Given task: Will you extract the entries word for word? Images should not appear in the copy.

[Start of Dataset excerpts]

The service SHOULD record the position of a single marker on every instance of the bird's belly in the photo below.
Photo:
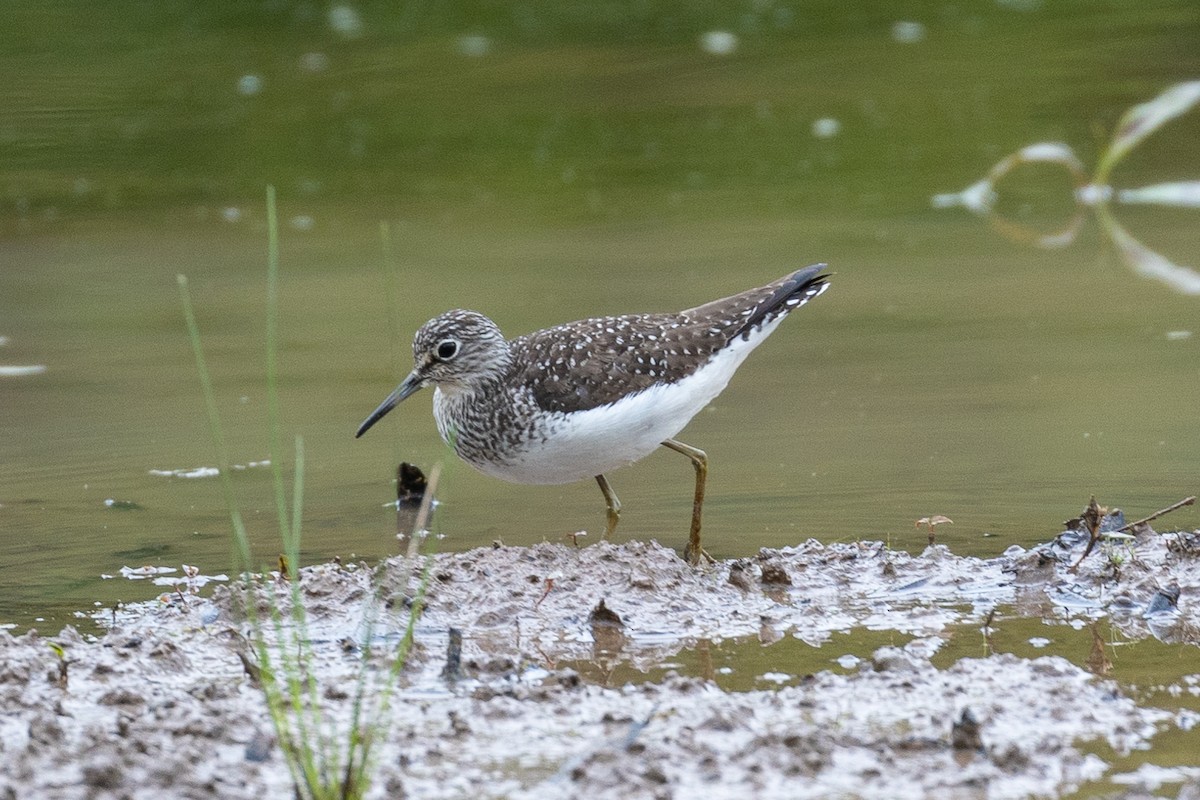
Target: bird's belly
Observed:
(569, 447)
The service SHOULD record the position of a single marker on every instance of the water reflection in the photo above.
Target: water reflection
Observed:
(1097, 193)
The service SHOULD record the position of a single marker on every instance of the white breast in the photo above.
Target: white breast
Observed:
(585, 444)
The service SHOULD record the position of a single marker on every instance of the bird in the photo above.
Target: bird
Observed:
(585, 398)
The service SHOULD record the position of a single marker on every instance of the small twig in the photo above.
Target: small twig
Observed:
(1185, 501)
(423, 513)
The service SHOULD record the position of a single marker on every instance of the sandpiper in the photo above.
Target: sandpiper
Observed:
(581, 400)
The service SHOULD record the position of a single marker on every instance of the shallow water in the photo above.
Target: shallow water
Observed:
(551, 164)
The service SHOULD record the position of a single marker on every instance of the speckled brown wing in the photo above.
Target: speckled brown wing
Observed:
(593, 362)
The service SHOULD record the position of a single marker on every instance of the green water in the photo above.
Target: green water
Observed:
(543, 162)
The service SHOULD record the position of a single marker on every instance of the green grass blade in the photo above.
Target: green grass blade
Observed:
(241, 540)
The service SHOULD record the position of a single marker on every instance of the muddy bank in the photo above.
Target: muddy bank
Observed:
(162, 707)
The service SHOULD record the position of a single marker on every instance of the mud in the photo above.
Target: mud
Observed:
(161, 705)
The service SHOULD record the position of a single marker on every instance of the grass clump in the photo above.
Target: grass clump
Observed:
(330, 755)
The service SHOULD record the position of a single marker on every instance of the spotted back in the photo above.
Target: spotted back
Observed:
(593, 362)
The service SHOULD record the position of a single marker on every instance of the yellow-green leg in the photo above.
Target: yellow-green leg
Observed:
(694, 553)
(613, 504)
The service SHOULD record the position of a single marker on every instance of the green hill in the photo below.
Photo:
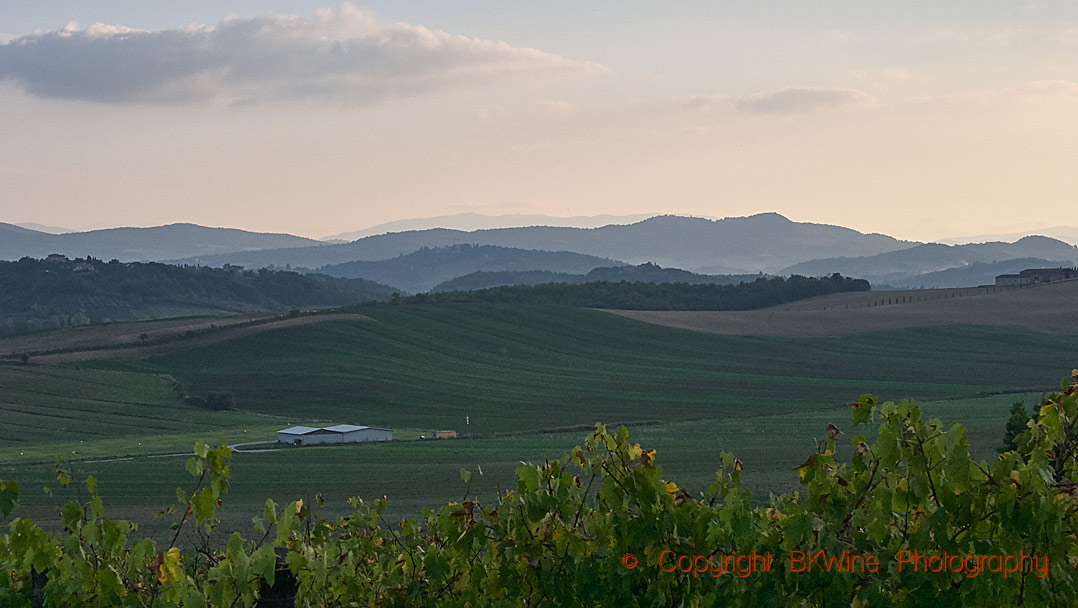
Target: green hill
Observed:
(643, 273)
(528, 377)
(58, 292)
(644, 295)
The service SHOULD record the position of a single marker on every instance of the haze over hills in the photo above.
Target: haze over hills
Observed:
(479, 221)
(141, 244)
(52, 293)
(43, 228)
(643, 273)
(761, 243)
(420, 271)
(1066, 234)
(902, 267)
(977, 273)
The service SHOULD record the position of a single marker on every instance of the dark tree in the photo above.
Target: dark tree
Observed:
(1016, 425)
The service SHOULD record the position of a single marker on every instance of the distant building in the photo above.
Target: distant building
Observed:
(337, 433)
(1037, 276)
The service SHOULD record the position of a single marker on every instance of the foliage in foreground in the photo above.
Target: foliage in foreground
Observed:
(641, 295)
(565, 536)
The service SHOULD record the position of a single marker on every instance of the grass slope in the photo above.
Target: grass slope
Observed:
(513, 370)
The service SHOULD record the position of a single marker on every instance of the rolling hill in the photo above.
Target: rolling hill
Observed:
(762, 243)
(643, 273)
(479, 221)
(43, 294)
(141, 244)
(420, 271)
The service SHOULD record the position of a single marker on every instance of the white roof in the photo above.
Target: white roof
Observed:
(335, 428)
(345, 428)
(299, 430)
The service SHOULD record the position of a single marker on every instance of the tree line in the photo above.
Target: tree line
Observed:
(640, 295)
(604, 527)
(59, 292)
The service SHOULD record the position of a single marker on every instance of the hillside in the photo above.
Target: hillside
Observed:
(643, 273)
(42, 294)
(762, 243)
(541, 375)
(902, 267)
(479, 221)
(1066, 234)
(1047, 308)
(141, 244)
(420, 271)
(643, 295)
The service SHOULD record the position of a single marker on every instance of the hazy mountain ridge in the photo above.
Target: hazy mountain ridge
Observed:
(761, 243)
(141, 244)
(44, 294)
(423, 270)
(903, 266)
(643, 273)
(479, 221)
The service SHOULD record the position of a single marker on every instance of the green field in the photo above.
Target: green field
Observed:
(521, 368)
(530, 378)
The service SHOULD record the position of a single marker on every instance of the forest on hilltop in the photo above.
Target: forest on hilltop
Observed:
(58, 292)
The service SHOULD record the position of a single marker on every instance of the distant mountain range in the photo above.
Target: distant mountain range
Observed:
(141, 244)
(43, 228)
(477, 221)
(643, 273)
(976, 274)
(1066, 234)
(763, 243)
(420, 271)
(52, 293)
(904, 267)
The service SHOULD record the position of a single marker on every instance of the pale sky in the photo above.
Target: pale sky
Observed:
(917, 119)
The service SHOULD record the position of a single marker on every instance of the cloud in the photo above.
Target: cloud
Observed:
(344, 53)
(1048, 92)
(797, 100)
(785, 101)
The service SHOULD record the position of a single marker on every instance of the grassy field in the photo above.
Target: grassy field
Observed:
(517, 369)
(422, 474)
(531, 380)
(1046, 308)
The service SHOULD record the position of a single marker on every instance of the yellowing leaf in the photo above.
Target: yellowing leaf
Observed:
(169, 565)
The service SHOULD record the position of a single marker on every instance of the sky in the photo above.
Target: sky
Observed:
(922, 120)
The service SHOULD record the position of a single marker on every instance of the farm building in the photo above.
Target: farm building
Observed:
(337, 433)
(1037, 276)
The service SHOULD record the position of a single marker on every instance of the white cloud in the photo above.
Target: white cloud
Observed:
(343, 53)
(797, 100)
(1048, 92)
(784, 101)
(560, 107)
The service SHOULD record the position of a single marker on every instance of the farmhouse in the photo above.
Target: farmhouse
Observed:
(337, 433)
(1037, 276)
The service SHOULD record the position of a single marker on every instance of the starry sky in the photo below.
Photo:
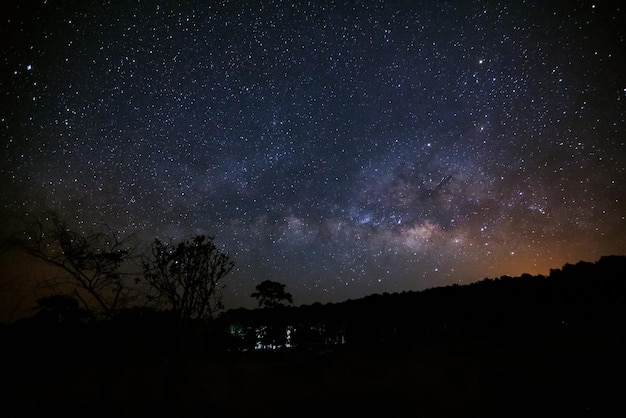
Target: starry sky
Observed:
(341, 148)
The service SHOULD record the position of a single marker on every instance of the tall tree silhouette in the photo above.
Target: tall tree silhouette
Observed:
(271, 294)
(92, 259)
(186, 277)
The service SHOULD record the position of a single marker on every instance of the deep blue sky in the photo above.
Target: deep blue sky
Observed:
(342, 148)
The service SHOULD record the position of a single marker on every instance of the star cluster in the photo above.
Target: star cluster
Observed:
(342, 148)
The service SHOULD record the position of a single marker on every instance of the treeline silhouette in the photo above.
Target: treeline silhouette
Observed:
(506, 346)
(584, 298)
(581, 298)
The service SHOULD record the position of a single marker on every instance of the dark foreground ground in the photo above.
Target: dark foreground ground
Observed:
(568, 376)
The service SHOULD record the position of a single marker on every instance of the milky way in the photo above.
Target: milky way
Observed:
(340, 148)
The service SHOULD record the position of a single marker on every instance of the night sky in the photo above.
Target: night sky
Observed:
(341, 148)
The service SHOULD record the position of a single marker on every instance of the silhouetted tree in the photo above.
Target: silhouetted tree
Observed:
(92, 259)
(61, 308)
(186, 277)
(271, 294)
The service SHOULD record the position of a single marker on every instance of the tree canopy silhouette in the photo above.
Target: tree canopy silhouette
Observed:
(92, 259)
(186, 277)
(271, 294)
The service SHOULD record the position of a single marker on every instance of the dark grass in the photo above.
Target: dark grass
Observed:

[End of Dataset excerpts]

Solution to this task:
The service SHOULD record the position of a single marker on every instance of the bird's belly in the photo below.
Photo:
Target: bird's belly
Observed:
(569, 447)
The service SHOULD record the position of a single marker on every instance of the water reflection in the photo above.
Target: water reflection
Observed:
(1097, 193)
The service SHOULD record the position of a single marker on every instance of the white breast in the photo above.
Target: white breast
Observed:
(585, 444)
The service SHOULD record the position of a single marker on every instance of the bird in the photo above.
Target: bird
Observed:
(585, 398)
The service SHOULD record the position of a single marker on every instance of the small twig in the photo above.
Target: small twig
Observed:
(1185, 501)
(423, 513)
The service SHOULD record the position of a single marker on every instance of the sandpiper in the photo above.
Target: sandpiper
Observed:
(581, 400)
The service SHOULD record the position of a single marker on every instance of the shallow water in the photo above.
Target: shallow water
Observed:
(551, 164)
The service SHOULD record the position of a single marker on every instance of the speckled brown wing in the photo above.
Target: speckled brown wing
Observed:
(593, 362)
The service SHOULD record the position of a single marker on every instance of the green water in the photo above.
Target: green water
Observed:
(543, 162)
The service SHOULD record the position of a single marker on every instance of the green grass blade in the photo above.
Target: green grass blade
Observed:
(241, 540)
The service SHOULD record the position of a single marker on every instance of the muddy bank in the photo above.
Target: muddy bank
Observed:
(162, 707)
The service SHOULD record the position of a single marker on every instance of the mud in the photo above.
Target: mud
Observed:
(161, 705)
The service SHOULD record the position of a single marker on every instance of the grass clump in the photo above.
Target: grass clump
Observed:
(330, 755)
The service SHOULD record the position of a single marker on every instance of the spotted back in the photo above.
Target: spotted back
Observed:
(593, 362)
The service SHOULD record the position of a single marker on every instance of the yellow-green leg in the photo above.
Target: yellow-green leg
Observed:
(694, 553)
(613, 504)
The service SHOULD record the position of a single marker on every instance of the green hill in the photo below.
Photo:
Target: green hill
Observed:
(643, 273)
(528, 377)
(58, 292)
(644, 295)
The service SHOULD record the position of a single marker on every instance of the haze over hills in the photo above.
Target: haze over hills
Observed:
(479, 221)
(141, 244)
(52, 293)
(43, 228)
(643, 273)
(761, 243)
(420, 271)
(1066, 234)
(902, 267)
(977, 273)
The service SHOULD record the position of a single marker on every instance of the dark tree in the photo above.
Target: dark tree
Observed:
(1016, 425)
The service SHOULD record the position of a single marker on every instance of the distant building in the photo above.
Target: distant building
Observed:
(337, 433)
(1037, 276)
The service SHOULD record the position of a single marker on every instance of the foliage in foreground in the photo above.
Target: foliage in foreground
Observed:
(641, 295)
(565, 536)
The service SHOULD record the position of a single marker on every instance of the grass slope in the photo above.
Target: grass slope
Observed:
(513, 370)
The service SHOULD record the position of a single marker on every instance of the rolling hill in the photo above.
Target: rolling hill
Observed:
(762, 243)
(643, 273)
(479, 221)
(43, 294)
(141, 244)
(420, 271)
The service SHOULD record the position of a single marker on every instance of the white roof in the photo above.
Target: white roof
Observed:
(335, 428)
(345, 428)
(299, 430)
The service SHOULD record the position of a single marker on every instance of the tree line in the photo above.
Target: tree line
Observed:
(640, 295)
(604, 527)
(59, 292)
The service SHOULD record the position of a single marker on every instance of the hillside in the photo above.
Target: hillside
Observed:
(643, 273)
(42, 294)
(762, 243)
(541, 375)
(902, 267)
(479, 221)
(1066, 234)
(1047, 308)
(141, 244)
(420, 271)
(643, 295)
The service SHOULD record the position of a single marker on every instance of the hazy mountain ridge in the photo above.
Target: hazy mountain ridge
Observed:
(761, 243)
(141, 244)
(44, 294)
(423, 270)
(903, 266)
(643, 273)
(479, 221)
The service SHOULD record the position of a single marker on every instance of the green field in the photo above.
Target: green field
Observed:
(521, 368)
(530, 378)
The service SHOULD record the position of a single marker on every instance of the forest on hilltop in the photo above.
Target: forest on hilltop
Observed:
(58, 292)
The service SHOULD record the position of a single marker on every instance of the distant mountain range in the photo above.
Target: distant mountain range
Observed:
(141, 244)
(43, 228)
(477, 221)
(643, 273)
(976, 274)
(1066, 234)
(763, 243)
(420, 271)
(52, 293)
(904, 267)
The service SHOULD record the position of a single marker on every instance of the pale sky in the photo above.
Target: pale sky
Observed:
(917, 119)
The service SHOULD record the position of a single marker on every instance of the cloud in the photo above.
Target: cloud
Observed:
(344, 53)
(1048, 92)
(797, 100)
(785, 101)
The service SHOULD record the position of a single marker on every instance of the grassy field in the photo above.
Target: grassy field
Observed:
(517, 369)
(422, 474)
(531, 380)
(1046, 308)
The service SHOULD record the position of a single marker on every instance of the yellowing leaf in the photo above.
Target: yellowing leaf
Observed:
(169, 565)
The service SHOULD record the position of a single marker on every instance of the sky in the photo above.
Target: sky
Observed:
(922, 120)
The service SHOULD record the position of a single marker on every instance of the farm building in the photo above.
Target: farm building
Observed:
(337, 433)
(1037, 276)
The service SHOULD record the position of a single marker on every instance of the white cloud in the photo above.
Target: white cloud
Observed:
(343, 53)
(797, 100)
(1048, 92)
(784, 101)
(560, 107)
The service SHOULD record the position of a single marker on every instance of the farmhouse in the photo above.
Target: farmhouse
Observed:
(337, 433)
(1037, 276)
The service SHOULD record the position of a single marker on every instance of the starry sky in the photo below.
Photo:
Target: starry sky
Observed:
(341, 148)
The service SHOULD record the position of a single marker on every instance of the tall tree silhouette in the photo above.
Target: tall tree silhouette
Observed:
(271, 294)
(92, 259)
(186, 277)
The service SHOULD record the position of a single marker on every instance of the deep blue sky in the photo above.
Target: deep blue sky
Observed:
(342, 148)
The service SHOULD record the position of a single marker on every instance of the star cluster in the photo above.
Target: star cluster
Observed:
(342, 148)
The service SHOULD record the position of a single marker on every instance of the treeline silhouette in the photo above.
Target: treeline silhouette
Observed:
(506, 346)
(584, 298)
(581, 298)
The service SHOULD record the position of a single marker on every instance of the dark foreground ground in the photo above.
Target: dark foreground ground
Observed:
(568, 376)
The service SHOULD record the position of a single marker on every instance of the milky way in the photo above.
Target: milky way
Observed:
(340, 148)
The service SHOULD record the position of a single marker on every instance of the night sky in the photo above.
Target: night sky
Observed:
(341, 148)
The service SHOULD record the position of a single marker on every instance of the silhouetted tree in the photo above.
Target: silhouetted tree
Observed:
(92, 259)
(61, 308)
(186, 277)
(271, 294)
The service SHOULD record the position of a single marker on every instance of the tree canopy silhouette in the photo above.
Target: tree canopy silhouette
Observed:
(92, 259)
(186, 277)
(271, 294)
The service SHOULD record the position of a single marker on every instance of the dark grass in the photo above.
Target: dark grass
Observed:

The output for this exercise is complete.